### Alıntılanan metin
Ekonomiye dayanan ahlak. Paran varsa ahlak. Yoksa yoktur.

Ahlak, herkesin kendi sınırları içinde yaşadığı şeydir. Başkasının istemediği şeyleri yapmadığın sürece özgürsündür.
ahlak finansal bir şey değildir aslında, toplumsal bile değildir. tamamen kişisel bir mevzudur.

insan gün gelir dünyanın en ahlaksız işini yapar, ki bu ona göre ahlak tartışmasının yanında bile geçmez. gün olur, üstüne vazife olmadan hayat kurtarır; ona da dönüp bakmaz.

ahlak, adalet, adalet duygusu, etik... bunların çoğu aslında bireyin kendisinde biter.

sadece vicdan ve hukuk farklıdır. vicdan insanlıkla, hukuk yasayla sabittir.

### Kayıtlı veriler
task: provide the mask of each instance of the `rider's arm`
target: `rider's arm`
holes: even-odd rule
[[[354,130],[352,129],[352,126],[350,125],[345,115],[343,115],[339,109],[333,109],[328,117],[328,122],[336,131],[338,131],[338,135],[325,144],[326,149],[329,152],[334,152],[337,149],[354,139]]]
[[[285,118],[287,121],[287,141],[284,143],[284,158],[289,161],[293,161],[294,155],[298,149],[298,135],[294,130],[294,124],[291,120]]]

### Verilen görev A
Alıntılanan metni iki cümleyle özetleyin.
### Verilen görev B
Alıntılanan metin, çoğunun bireyin kendisinde bittiğini söylediği kavramları sayıyor. Bu kavramların hepsini yazın.

### Beklenen yanıt A
Alıntılanan metne göre ahlak, başkasının istemediği şeyleri yapmadığın sürece özgür olduğun, herkesin kendi sınırları içinde yaşadığı ve finansal ya da toplumsal değil, tamamen kişisel bir konudur. Ahlak, adalet ve etik gibi kavramların çoğu bireyin kendisinde biter; yalnızca vicdan insanlıkla, hukuk ise yasayla sabittir.

### Beklenen yanıt B
ahlak, adalet, adalet duygusu, etik